WORK TO COMPLETE -> Transcribe, without any alteration, the lines of the listing from the line containing "I was told the dirt" through the line containing "[76,91,131,177]", both lines included.

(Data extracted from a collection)
——————

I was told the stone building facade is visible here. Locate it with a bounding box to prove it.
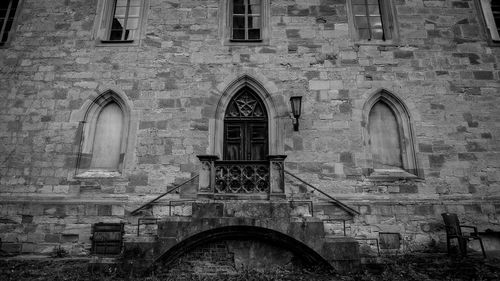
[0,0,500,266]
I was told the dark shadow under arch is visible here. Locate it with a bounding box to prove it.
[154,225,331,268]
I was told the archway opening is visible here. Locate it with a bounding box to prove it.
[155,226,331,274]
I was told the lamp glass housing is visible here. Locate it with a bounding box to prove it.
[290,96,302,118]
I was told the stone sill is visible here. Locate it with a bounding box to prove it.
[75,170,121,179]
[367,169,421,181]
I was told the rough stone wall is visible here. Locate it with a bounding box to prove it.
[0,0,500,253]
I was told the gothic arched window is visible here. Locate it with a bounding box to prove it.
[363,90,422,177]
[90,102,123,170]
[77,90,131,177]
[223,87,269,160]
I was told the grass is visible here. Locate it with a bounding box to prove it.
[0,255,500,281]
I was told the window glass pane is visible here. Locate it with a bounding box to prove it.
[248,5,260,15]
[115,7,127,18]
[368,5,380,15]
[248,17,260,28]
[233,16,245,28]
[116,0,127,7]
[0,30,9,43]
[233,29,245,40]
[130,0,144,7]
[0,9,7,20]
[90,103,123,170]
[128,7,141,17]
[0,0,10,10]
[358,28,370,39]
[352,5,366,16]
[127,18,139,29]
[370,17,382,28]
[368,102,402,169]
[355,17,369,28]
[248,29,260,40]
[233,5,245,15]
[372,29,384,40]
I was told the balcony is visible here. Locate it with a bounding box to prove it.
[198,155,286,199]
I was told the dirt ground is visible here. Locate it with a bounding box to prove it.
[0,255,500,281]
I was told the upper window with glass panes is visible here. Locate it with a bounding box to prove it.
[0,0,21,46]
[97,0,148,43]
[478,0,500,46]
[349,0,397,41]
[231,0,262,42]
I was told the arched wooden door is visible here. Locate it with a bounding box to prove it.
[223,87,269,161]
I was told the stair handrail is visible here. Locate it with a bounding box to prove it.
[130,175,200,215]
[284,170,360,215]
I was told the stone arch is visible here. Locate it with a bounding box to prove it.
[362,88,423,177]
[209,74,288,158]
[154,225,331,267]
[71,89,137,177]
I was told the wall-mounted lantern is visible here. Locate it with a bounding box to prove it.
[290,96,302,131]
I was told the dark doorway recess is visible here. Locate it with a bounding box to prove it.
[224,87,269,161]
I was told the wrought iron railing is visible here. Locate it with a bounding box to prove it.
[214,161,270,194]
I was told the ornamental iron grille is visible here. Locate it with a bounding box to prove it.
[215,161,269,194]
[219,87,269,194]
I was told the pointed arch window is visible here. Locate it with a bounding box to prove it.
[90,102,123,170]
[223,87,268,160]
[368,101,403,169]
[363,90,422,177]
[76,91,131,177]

——————

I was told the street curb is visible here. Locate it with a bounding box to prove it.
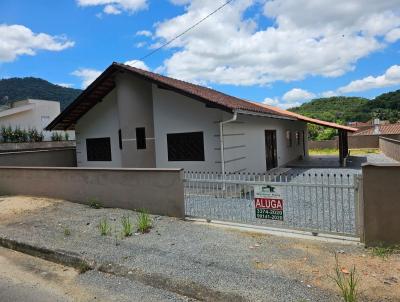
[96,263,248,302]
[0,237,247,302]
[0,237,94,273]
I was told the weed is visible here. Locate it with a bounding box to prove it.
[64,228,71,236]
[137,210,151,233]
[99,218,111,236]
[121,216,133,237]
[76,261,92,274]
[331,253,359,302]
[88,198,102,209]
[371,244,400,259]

——————

TASK RESPONSE ->
I was told the dirt ground is visible here. Locate it with a bounding box to prove it.
[0,255,500,281]
I was told the upper window with glass panes is visible here. Locate it with a bounding box to prove it.
[0,0,21,46]
[97,0,148,43]
[478,0,500,46]
[349,0,397,41]
[231,0,262,42]
I was told the arched wooden door is visible here. Locate it with a bounding box to prove it.
[223,87,269,161]
I was told the stair handrail is visible here. Locate it with a bounding box to prove it.
[130,175,200,215]
[284,170,360,215]
I was told the stone arch is visible here. Locate it with a bounding box to prove it.
[362,88,423,177]
[209,74,288,158]
[154,225,331,267]
[71,89,137,177]
I was told the wall-mounted lantern is visible here. Locate it with a bounding box to prove it.
[290,96,302,131]
I was told the dark doorway recess is visible here. Locate it with a bounding box to prove it.
[224,87,269,161]
I was told the wrought iron railing is visible here. Locate it with a bounding box to prove it.
[214,161,270,194]
I was told the ornamental iron grille is visible here. Locate it with a bounding box to prove it.
[215,161,269,194]
[219,87,269,194]
I was told the pointed arch window is visible here. Locate it with a bounding box to prove it.
[90,102,123,170]
[223,87,268,160]
[368,101,403,169]
[363,90,422,177]
[76,91,131,177]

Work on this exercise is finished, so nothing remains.